→ TASK PROMPT
Can you give the lines again, from the first one through the line containing "[[272,41],[254,73],[280,93],[306,95],[313,51],[302,37],[279,37]]", with "white petal" replaced by "yellow petal" and nothing else changed?

→ TASK INPUTS

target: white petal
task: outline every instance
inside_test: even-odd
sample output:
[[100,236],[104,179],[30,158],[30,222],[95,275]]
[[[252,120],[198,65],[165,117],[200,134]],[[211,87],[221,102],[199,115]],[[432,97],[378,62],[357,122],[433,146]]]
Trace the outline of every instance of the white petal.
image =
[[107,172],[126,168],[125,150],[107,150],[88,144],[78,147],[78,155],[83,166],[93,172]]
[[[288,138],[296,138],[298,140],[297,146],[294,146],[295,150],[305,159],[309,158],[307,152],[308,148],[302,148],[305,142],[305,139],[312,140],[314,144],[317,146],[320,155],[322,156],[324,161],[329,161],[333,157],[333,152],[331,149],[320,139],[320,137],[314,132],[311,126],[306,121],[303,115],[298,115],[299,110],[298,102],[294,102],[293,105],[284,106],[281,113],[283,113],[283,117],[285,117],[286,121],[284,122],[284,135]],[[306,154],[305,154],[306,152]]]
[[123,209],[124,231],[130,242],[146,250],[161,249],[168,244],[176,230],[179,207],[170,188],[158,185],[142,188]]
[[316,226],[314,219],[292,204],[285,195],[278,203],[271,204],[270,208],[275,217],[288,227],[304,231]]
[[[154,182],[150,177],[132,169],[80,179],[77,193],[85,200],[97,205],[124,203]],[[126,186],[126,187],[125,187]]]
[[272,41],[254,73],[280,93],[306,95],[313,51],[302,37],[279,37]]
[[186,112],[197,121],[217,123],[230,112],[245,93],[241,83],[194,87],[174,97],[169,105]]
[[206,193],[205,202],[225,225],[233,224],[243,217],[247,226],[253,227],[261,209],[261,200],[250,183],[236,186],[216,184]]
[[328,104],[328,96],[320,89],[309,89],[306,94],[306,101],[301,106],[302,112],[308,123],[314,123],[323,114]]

→ COMPLETED TASK
target: yellow petal
task: outline every instance
inside_test: even-odd
sample output:
[[100,236],[104,179],[30,158],[30,222],[95,275]]
[[[252,120],[198,65],[165,117],[200,134]],[[211,87],[221,102],[199,115]],[[432,97],[378,62],[357,122],[433,146]]]
Trace the outline of every instance of the yellow petal.
image =
[[107,172],[126,168],[125,150],[107,150],[88,144],[78,147],[78,155],[83,166],[93,172]]
[[[288,138],[296,138],[298,140],[297,146],[294,146],[295,150],[305,159],[309,158],[307,152],[308,148],[302,148],[305,142],[305,139],[312,140],[314,144],[317,146],[320,155],[322,156],[324,161],[329,161],[333,157],[333,152],[331,149],[320,139],[320,137],[314,132],[311,126],[306,121],[303,115],[298,115],[299,110],[298,102],[294,102],[293,105],[284,106],[281,113],[283,113],[283,117],[285,117],[286,121],[284,122],[284,135]],[[306,154],[305,154],[306,152]]]
[[123,209],[124,231],[130,242],[146,250],[161,249],[168,244],[176,230],[179,207],[170,188],[158,185],[142,188]]
[[316,226],[314,219],[292,204],[285,195],[278,203],[271,204],[270,208],[275,217],[288,227],[304,231]]
[[[154,182],[150,177],[132,169],[80,179],[77,193],[85,200],[97,205],[124,203]],[[126,186],[126,187],[125,187]]]
[[272,41],[254,73],[280,93],[306,95],[313,51],[302,37],[279,37]]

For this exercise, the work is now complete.